> [Extract to read]

-- begin --

#HAN: Hierachical Attention Network for review classification

In this paper I will be implementing a Hierachical Attention Network, a new architecture that has shown promising results in sequence classification tasks. 

It uses stacked BiLSTM networks on words followed by an attention model to extract such words that are important to the meaning of the sentence and aggregate the representation of those informative words to form a sentence vector. Then the same procedure applied to the derived sentence vectors which then generate a vector who conceives the meaning of the given document and that vector can be passed further for text classification.

The illustration of this structure is below. ![](https://cdn-images-1.medium.com/max/1600/1*28XVtq2lOjOmZhcSgu1NmQ.png)

The idea behind it is that words make sentences and sentences make reviews. The attention layer decides which words are important for sentences and which sentences are important for reviews. 

In [1]:
!pip install keras==2.0.3
import numpy as np
import pandas as pd
from collections import defaultdict
import re

import sys
import os

import keras
import tensorflow as tf

from keras.preprocessing.text import Tokenizer, text_to_word_sequence
from keras.preprocessing.sequence import pad_sequences
from keras.utils.np_utils import to_categorical

from keras.layers import Embedding
from keras.layers import Dense, Input, Flatten
from keras.layers import Conv1D, MaxPooling1D, Embedding, merge, Dropout, LSTM, GRU, Bidirectional, TimeDistributed
from keras.models import Model

from keras import backend as K
from keras.engine.topology import Layer, InputSpec
from keras import initializers

import nltk
nltk.download('punkt')

-- end --

> [Material supplied]

-- begin --

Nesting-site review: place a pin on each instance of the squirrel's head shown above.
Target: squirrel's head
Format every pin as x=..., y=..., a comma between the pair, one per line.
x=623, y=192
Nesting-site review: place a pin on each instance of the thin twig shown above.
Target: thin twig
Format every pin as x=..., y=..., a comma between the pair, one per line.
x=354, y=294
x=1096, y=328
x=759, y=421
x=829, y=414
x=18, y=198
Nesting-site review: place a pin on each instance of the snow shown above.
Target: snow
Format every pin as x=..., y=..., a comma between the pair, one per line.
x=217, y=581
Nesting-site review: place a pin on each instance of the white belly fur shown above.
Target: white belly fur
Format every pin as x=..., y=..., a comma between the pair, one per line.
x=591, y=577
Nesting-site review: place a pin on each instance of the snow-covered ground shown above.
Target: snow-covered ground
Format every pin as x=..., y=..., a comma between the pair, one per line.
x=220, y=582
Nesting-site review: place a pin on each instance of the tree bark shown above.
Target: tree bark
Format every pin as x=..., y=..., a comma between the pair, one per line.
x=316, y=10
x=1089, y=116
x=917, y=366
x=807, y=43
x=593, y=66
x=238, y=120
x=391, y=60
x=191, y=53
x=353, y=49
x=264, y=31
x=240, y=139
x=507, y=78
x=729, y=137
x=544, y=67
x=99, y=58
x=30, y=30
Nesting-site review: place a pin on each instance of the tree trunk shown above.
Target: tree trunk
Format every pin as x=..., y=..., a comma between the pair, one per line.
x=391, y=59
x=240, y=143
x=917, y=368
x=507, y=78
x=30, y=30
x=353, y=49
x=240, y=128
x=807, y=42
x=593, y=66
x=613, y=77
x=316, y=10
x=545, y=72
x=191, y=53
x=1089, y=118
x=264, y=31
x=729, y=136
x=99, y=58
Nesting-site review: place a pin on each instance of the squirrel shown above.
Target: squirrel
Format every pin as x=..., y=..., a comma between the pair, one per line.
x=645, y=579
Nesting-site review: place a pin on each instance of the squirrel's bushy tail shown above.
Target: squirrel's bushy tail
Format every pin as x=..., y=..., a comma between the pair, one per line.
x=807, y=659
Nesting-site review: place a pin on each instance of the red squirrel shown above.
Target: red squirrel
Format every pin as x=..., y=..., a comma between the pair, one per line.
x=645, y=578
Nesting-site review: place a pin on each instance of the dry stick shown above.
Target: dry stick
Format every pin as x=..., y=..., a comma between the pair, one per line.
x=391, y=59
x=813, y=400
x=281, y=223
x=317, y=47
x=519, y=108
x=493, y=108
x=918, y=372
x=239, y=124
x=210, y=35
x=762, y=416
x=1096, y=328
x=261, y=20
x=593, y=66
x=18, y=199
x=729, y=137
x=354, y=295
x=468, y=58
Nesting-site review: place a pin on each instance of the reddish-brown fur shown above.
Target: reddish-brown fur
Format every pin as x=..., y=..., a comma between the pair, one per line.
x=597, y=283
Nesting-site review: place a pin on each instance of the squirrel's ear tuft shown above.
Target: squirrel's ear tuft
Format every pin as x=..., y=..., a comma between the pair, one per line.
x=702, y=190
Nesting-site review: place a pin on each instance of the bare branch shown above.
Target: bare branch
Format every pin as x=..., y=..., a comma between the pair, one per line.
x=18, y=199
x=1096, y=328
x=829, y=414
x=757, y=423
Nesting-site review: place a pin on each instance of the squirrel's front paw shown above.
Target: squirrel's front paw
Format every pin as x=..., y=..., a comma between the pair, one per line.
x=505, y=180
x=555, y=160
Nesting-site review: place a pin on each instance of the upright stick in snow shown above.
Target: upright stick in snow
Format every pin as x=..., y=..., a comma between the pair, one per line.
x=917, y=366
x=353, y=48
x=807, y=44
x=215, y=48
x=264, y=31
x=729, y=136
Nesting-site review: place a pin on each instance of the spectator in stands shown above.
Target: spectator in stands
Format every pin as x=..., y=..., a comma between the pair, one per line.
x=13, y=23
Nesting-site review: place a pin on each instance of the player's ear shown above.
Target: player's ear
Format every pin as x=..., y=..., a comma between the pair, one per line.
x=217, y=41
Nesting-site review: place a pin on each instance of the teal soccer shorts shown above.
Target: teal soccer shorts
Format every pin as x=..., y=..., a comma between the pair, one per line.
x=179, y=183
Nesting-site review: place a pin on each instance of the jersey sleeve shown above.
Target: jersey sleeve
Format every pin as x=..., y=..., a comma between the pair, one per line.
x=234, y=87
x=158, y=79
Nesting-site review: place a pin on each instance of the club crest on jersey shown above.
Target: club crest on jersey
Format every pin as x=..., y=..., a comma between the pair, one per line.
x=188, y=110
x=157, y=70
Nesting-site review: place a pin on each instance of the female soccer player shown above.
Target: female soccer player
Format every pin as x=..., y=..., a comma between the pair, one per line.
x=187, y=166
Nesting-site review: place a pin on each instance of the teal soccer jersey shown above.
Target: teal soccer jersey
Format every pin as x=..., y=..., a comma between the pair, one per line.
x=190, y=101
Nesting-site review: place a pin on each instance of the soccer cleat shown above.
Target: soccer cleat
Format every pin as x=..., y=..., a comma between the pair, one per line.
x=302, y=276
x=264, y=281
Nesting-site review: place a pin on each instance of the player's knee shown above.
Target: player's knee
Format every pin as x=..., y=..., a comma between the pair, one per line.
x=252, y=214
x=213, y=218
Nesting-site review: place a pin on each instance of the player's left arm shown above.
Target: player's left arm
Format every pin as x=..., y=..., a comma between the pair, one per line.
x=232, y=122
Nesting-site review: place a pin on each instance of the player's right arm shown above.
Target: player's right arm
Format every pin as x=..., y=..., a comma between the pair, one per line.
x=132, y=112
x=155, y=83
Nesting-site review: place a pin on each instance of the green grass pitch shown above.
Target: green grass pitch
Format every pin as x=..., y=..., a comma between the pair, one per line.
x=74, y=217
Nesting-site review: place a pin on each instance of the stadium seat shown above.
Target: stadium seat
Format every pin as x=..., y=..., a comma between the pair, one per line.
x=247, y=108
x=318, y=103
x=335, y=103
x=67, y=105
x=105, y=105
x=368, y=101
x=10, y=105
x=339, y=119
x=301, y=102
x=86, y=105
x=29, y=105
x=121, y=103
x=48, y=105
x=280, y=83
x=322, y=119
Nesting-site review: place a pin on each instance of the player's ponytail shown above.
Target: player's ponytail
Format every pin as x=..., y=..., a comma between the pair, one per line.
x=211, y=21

-- end --

> [What you need to do]
a) What does the attention layer decide, according to the page on hierarchical attention networks?
b) Convert the records starting at the line containing "Nesting-site review: place a pin on each instance of the stadium" and ending at the line containing "x=29, y=105" into a two-column CSV with the columns text and answer, one row per record. Put each field in quotation marks and replace its line breaks with spaces.

> [Answers per task]
a) It decides which words are important for sentences and which sentences are important for reviews.

b)
text,answer
"Nesting-site review: place a pin on each instance of the stadium seat shown above. Target: stadium seat Format every pin as x=..., y=..., a comma between the pair, one per line.","x=247, y=108 x=318, y=103 x=335, y=103 x=67, y=105 x=105, y=105 x=368, y=101 x=10, y=105 x=339, y=119 x=301, y=102 x=86, y=105 x=29, y=105"